▶ _WHAT THE EXERCISE ASKS_
Scan the records for lines with the word "microscope", and copy every such line.

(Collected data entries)

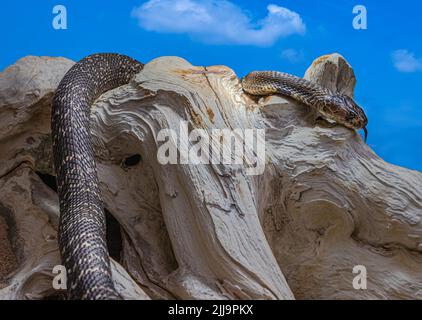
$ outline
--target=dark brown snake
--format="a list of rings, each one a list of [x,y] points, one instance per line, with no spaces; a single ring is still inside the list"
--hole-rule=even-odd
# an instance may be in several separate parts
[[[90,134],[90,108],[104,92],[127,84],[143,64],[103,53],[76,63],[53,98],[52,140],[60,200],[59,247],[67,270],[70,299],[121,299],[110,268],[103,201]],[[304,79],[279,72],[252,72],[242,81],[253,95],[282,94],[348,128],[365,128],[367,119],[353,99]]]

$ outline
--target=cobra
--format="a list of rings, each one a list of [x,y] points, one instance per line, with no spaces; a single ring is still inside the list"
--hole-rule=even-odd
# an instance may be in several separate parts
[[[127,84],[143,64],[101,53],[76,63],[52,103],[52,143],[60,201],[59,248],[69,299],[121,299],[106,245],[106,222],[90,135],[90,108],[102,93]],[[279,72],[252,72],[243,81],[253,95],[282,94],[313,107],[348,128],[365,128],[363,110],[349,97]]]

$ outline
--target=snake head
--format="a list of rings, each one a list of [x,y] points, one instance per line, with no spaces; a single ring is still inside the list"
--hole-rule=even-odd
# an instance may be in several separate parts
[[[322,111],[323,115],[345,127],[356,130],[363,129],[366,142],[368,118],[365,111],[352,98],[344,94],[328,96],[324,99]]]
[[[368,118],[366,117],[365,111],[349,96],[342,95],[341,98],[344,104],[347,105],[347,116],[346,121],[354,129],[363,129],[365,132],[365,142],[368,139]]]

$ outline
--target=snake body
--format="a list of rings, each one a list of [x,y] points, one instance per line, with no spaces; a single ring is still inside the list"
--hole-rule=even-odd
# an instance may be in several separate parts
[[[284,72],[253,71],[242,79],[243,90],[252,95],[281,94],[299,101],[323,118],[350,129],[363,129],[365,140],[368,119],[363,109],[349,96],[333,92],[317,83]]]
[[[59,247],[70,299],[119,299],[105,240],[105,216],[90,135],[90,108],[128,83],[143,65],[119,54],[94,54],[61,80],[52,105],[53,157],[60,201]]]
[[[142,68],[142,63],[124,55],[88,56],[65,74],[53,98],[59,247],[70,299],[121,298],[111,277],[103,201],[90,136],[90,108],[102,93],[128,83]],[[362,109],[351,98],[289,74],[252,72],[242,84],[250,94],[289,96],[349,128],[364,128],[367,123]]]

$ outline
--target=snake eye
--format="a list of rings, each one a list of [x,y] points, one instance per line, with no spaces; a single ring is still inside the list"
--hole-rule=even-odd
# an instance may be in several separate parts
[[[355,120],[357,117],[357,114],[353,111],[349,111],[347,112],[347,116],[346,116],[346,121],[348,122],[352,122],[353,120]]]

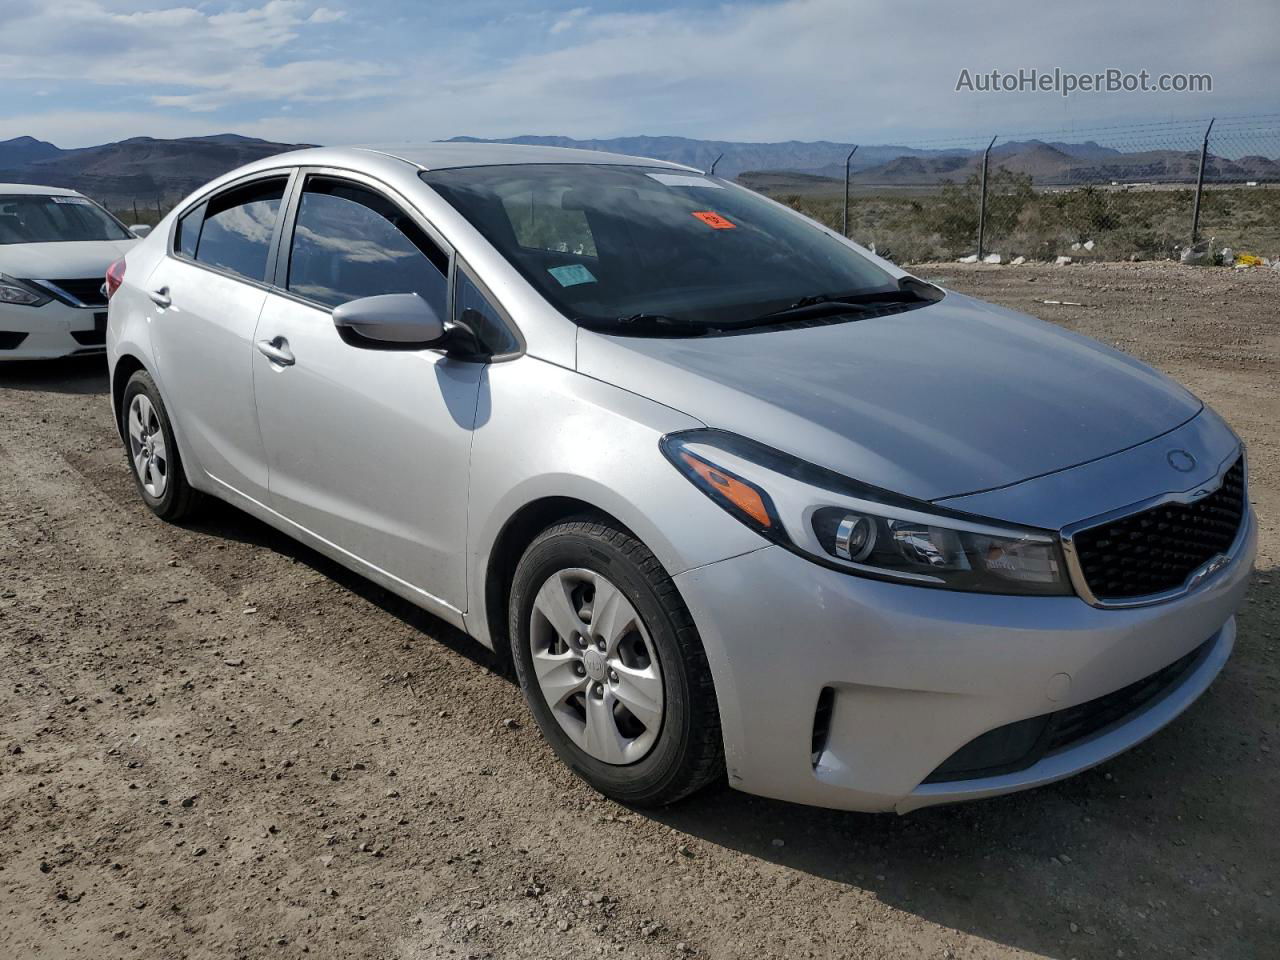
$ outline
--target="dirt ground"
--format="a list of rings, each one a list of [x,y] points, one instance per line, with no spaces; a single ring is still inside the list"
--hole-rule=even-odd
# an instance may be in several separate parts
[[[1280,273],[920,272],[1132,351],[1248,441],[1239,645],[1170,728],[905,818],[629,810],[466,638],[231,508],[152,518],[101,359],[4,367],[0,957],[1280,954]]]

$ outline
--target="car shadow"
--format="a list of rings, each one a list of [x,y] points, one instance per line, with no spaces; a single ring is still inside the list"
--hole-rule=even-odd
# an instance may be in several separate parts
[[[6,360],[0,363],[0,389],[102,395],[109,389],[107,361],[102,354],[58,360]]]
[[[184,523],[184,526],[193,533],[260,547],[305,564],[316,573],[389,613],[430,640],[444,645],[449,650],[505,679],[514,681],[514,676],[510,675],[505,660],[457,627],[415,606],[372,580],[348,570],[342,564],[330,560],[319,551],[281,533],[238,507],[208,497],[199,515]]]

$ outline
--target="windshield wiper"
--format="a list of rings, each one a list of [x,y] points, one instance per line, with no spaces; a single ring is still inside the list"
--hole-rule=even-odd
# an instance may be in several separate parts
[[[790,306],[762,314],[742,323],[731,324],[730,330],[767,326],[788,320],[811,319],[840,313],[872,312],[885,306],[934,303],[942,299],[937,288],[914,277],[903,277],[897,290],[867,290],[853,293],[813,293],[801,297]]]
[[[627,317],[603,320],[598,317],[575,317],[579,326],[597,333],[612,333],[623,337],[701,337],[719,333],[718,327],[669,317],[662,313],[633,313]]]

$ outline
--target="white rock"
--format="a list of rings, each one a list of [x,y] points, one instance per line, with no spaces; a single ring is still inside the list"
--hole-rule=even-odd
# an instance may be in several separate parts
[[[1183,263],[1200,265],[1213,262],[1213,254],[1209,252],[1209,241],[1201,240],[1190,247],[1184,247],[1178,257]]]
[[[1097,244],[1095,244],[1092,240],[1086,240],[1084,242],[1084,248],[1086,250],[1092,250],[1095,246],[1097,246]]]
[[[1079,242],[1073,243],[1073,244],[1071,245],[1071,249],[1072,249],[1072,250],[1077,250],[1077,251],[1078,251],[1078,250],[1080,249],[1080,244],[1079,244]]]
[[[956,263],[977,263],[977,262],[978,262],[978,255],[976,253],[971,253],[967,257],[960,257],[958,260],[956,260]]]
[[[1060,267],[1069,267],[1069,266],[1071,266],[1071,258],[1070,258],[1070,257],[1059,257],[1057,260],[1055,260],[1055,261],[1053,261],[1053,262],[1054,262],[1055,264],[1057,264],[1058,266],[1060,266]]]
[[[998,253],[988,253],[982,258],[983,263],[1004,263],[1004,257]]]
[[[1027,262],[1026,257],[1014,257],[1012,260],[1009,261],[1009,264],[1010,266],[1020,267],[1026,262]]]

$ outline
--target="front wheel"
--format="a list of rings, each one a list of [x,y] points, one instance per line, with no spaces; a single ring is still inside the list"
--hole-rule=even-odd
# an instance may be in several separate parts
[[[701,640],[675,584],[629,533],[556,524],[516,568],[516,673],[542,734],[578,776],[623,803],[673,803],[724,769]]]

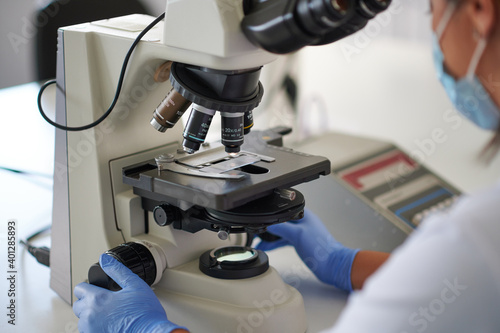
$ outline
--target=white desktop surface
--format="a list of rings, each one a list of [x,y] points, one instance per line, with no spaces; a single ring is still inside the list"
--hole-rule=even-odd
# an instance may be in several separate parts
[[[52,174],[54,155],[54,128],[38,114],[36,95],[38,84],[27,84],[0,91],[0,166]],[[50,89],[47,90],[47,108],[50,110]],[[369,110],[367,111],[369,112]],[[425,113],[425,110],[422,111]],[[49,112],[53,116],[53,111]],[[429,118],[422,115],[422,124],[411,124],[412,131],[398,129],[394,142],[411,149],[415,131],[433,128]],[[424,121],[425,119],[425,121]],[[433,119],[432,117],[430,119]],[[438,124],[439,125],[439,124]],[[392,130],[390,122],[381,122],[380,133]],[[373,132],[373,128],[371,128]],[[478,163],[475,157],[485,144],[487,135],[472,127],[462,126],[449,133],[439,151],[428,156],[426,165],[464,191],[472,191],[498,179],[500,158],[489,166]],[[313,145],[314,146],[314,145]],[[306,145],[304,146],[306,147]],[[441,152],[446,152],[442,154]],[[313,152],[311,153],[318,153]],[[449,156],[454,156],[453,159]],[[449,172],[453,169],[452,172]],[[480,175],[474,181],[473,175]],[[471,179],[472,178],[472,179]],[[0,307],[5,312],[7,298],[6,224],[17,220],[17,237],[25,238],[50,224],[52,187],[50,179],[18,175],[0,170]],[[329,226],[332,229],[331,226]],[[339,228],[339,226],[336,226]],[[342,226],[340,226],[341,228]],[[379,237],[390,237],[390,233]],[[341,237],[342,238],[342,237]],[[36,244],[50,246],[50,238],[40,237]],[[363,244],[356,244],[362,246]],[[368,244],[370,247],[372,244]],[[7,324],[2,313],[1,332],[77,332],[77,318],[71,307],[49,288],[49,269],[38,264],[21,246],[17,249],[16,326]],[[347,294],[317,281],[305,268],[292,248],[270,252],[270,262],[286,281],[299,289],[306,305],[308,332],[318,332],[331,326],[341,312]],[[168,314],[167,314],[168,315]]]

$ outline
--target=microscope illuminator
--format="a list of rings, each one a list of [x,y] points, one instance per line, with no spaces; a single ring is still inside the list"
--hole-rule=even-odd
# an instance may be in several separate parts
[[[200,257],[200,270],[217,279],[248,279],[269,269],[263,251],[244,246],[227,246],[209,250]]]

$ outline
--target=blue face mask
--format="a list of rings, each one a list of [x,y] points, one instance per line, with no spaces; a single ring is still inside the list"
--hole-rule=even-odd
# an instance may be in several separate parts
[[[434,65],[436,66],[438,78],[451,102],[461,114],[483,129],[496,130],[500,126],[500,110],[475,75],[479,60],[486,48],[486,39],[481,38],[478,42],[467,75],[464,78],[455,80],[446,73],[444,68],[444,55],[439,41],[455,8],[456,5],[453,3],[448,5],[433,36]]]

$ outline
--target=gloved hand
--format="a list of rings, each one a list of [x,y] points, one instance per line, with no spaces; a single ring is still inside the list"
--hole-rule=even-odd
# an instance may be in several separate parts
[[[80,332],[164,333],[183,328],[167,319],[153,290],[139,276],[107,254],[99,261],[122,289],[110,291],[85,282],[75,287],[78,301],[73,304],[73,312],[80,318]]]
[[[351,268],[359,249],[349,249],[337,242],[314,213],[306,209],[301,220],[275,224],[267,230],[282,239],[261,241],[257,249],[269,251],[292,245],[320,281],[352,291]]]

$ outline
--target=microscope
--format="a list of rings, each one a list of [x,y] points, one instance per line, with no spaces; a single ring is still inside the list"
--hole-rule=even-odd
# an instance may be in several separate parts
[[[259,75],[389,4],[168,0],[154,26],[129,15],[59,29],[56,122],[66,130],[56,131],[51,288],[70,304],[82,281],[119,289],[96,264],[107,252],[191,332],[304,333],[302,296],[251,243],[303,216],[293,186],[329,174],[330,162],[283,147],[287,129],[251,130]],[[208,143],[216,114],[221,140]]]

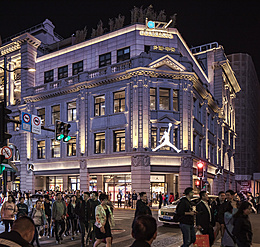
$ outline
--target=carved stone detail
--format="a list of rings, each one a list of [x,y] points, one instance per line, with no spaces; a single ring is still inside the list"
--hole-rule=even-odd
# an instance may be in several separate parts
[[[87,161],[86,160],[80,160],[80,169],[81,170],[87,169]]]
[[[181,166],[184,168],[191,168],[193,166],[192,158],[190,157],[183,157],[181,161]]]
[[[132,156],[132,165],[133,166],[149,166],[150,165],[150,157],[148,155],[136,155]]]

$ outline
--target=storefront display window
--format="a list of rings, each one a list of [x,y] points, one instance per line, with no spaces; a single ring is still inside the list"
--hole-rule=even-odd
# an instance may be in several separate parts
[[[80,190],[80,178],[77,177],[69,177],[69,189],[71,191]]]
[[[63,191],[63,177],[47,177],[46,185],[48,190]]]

▶ _COMPLETED EXERCISE_
--target=microscope illuminator
--target=microscope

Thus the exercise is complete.